* **Work required**
Reproduce exactly the lines below from the one containing "Locate the side" through the one containing "Locate the red sign", including both, and nothing else.

* **Supplied material**
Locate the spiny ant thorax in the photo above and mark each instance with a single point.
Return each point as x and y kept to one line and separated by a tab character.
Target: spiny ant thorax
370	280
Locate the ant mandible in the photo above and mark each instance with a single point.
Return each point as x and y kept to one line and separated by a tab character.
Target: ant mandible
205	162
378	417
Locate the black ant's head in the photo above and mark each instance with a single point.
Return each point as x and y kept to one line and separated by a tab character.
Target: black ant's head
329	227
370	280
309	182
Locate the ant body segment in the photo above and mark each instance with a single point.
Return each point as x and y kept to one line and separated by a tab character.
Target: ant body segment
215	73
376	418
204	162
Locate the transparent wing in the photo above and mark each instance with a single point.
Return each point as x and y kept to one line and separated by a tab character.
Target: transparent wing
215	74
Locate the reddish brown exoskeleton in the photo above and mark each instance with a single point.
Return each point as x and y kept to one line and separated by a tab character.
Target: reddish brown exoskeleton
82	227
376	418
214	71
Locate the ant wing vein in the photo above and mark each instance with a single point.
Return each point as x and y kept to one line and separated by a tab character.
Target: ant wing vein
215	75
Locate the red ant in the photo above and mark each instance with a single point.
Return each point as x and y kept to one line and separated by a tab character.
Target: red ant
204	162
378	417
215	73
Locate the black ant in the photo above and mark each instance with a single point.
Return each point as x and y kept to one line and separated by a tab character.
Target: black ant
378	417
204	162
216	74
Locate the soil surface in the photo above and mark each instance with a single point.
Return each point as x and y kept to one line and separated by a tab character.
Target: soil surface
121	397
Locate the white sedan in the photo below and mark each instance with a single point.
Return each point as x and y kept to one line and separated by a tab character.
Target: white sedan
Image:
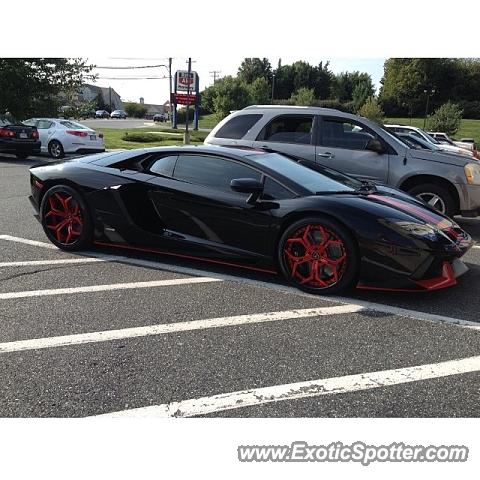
59	136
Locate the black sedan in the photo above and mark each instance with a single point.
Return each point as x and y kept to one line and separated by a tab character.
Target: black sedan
18	139
322	230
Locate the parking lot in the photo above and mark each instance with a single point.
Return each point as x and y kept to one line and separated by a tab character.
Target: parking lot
103	332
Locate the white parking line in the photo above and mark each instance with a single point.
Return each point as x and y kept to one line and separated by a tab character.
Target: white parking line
378	307
166	328
104	288
301	390
26	241
33	263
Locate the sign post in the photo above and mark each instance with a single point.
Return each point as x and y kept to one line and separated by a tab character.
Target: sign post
186	92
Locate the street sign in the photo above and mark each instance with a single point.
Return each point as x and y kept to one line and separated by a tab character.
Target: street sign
184	99
186	82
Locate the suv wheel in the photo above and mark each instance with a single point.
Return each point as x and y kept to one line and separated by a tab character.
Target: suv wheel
436	196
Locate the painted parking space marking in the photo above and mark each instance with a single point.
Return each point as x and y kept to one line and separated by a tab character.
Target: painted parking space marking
377	307
105	288
26	241
166	328
302	390
34	263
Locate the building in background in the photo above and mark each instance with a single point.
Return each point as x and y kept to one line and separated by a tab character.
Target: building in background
111	98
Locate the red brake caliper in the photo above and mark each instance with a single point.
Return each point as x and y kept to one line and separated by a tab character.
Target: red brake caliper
315	256
64	217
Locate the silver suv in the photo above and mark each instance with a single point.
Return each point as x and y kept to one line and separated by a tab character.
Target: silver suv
359	147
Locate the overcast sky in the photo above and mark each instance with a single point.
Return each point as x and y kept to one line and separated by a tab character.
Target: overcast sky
156	90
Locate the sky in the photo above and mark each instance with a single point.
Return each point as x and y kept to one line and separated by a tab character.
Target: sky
156	90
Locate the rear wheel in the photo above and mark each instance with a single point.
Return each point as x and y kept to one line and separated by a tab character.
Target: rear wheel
436	196
55	149
318	255
65	218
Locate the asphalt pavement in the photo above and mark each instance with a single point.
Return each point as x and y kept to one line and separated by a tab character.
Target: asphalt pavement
104	332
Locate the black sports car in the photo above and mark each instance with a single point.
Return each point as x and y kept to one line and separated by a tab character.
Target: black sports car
323	230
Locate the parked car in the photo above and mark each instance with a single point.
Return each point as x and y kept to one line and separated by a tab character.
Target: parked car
18	139
418	132
160	117
59	136
360	148
445	139
102	114
118	114
324	231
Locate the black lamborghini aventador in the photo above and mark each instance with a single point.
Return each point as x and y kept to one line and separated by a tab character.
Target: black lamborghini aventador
324	231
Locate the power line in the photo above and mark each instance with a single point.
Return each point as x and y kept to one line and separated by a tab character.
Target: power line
132	67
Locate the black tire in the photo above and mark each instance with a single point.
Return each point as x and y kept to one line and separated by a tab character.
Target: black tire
446	200
77	233
291	246
55	149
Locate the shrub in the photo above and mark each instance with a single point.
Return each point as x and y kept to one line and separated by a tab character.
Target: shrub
143	137
304	97
446	119
371	110
136	110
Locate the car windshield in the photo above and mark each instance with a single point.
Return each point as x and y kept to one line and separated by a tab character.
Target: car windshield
321	179
70	124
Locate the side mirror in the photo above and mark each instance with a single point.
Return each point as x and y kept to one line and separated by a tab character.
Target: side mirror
375	145
248	185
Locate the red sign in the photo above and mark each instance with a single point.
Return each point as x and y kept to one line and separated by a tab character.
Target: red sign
184	99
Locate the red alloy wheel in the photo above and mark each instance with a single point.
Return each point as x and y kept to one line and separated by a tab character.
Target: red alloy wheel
63	217
315	256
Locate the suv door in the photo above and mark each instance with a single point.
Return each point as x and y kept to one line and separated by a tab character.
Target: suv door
341	144
291	133
198	204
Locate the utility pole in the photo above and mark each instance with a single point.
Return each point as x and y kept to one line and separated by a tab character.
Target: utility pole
186	136
273	86
214	74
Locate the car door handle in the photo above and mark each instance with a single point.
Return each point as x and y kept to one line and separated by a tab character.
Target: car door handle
326	155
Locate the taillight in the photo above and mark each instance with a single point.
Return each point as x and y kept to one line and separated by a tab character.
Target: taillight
77	133
6	133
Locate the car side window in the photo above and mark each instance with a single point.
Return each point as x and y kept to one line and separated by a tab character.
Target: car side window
213	172
289	129
164	166
44	124
272	190
339	133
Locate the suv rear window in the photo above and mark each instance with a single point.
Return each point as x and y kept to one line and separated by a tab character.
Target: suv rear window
238	126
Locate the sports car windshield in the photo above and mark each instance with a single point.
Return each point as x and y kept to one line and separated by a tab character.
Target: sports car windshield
321	179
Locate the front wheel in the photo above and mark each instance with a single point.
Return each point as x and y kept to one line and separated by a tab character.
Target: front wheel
318	255
436	197
65	218
55	149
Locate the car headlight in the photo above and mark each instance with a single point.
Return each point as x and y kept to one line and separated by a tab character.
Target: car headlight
472	172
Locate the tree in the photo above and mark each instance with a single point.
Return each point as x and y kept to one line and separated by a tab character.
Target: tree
39	86
260	91
446	119
304	97
232	94
253	68
136	110
371	110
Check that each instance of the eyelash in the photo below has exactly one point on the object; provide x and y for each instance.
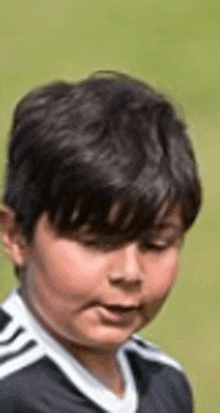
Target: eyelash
(160, 248)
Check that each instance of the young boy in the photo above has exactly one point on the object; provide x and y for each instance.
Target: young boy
(101, 186)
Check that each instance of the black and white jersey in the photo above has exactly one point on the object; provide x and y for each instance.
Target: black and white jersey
(38, 375)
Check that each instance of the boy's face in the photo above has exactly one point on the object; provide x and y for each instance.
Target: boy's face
(97, 299)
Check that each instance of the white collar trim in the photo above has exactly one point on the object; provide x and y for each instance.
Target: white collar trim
(76, 373)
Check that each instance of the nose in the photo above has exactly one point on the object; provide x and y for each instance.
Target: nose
(127, 266)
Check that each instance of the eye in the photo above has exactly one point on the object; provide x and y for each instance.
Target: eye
(160, 245)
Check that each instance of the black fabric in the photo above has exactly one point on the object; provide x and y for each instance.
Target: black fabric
(42, 387)
(17, 333)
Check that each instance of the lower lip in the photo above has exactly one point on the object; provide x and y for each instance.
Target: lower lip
(117, 317)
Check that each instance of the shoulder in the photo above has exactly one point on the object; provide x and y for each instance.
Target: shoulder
(18, 347)
(162, 374)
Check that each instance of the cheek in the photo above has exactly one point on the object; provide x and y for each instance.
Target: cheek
(162, 277)
(66, 268)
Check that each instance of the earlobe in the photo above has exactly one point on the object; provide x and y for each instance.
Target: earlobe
(13, 243)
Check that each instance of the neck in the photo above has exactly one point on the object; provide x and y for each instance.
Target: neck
(101, 363)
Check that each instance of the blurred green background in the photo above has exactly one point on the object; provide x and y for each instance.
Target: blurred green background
(175, 46)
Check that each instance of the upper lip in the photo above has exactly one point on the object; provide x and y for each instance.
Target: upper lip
(123, 306)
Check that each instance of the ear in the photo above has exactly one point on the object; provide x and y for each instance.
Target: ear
(13, 243)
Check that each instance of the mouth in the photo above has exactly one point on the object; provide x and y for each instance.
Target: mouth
(121, 308)
(119, 314)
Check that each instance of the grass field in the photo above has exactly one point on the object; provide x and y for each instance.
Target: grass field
(175, 45)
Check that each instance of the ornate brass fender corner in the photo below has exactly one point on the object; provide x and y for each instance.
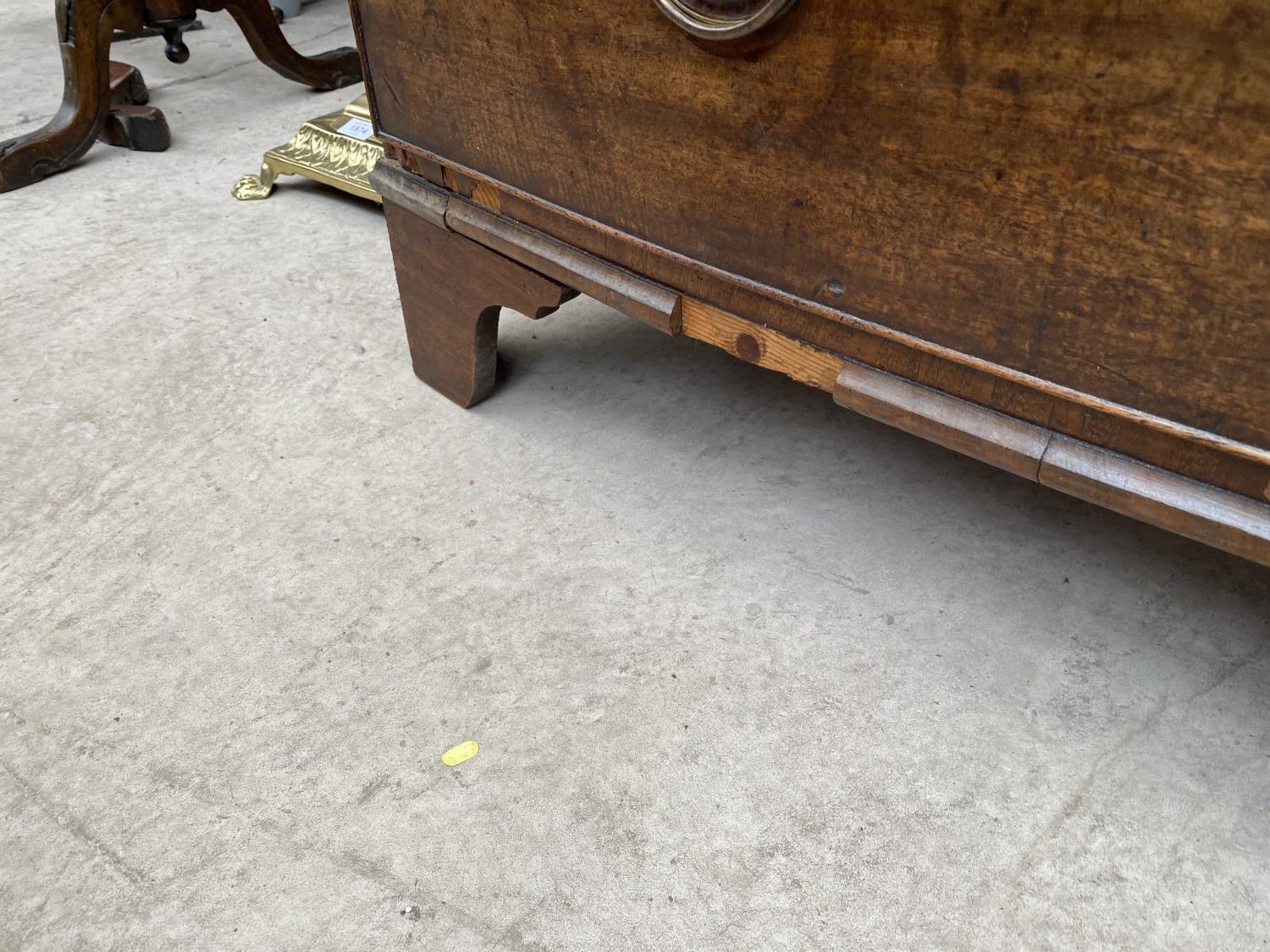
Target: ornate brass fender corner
(338, 150)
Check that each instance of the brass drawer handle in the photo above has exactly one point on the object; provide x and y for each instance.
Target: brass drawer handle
(723, 19)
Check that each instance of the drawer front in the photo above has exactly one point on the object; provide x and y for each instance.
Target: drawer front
(1074, 190)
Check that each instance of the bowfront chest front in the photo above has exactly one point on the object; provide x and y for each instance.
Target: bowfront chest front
(1036, 233)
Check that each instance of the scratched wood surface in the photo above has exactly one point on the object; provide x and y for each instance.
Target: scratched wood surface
(1077, 190)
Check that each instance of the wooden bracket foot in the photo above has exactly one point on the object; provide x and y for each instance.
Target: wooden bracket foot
(451, 294)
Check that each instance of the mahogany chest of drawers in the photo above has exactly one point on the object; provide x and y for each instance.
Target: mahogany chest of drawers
(1036, 233)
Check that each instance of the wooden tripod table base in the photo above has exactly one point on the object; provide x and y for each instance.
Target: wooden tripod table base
(107, 102)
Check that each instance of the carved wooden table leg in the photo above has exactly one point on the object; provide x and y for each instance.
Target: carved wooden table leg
(130, 122)
(84, 32)
(451, 292)
(330, 70)
(101, 103)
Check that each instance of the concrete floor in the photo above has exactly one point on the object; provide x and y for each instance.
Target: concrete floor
(748, 672)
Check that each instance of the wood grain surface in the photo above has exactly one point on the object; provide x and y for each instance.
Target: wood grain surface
(1076, 192)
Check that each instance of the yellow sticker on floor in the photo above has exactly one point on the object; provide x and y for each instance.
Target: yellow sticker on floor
(459, 753)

* **Solved exercise**
Locate the side mirror in the photo above and mark each instance with a single point.
Return each point as x and y kept to one line and separated by a tab character.
Target: side mirror
375	145
248	185
Locate the red sign in the photo above and mark each instance with a single point.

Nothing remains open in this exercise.